## START
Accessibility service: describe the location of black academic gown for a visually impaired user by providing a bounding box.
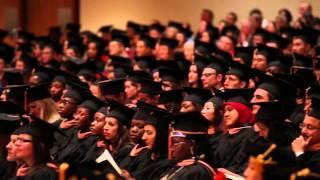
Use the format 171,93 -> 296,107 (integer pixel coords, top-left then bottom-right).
0,149 -> 17,180
211,128 -> 254,174
10,165 -> 58,180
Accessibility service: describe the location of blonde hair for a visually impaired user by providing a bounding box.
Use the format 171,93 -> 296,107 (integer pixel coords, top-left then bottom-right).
34,98 -> 60,123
## END
*The problem*. Copy the items above word for word, leaving out the pictures.

*Output for this task*.
Accessibility service: describe the location of black academic gown for a visually impaired user by providing a bounding box.
Use the format 171,93 -> 296,107 (integer pixel coords, top-left then bottom-right).
0,149 -> 17,180
211,128 -> 254,174
10,165 -> 58,180
Accessibility service: describe the location of blonde hair for a visually impaired user by providing a bounding box.
Use the format 171,93 -> 296,107 (integer pixel coords, top-left then bottom-right).
34,98 -> 60,123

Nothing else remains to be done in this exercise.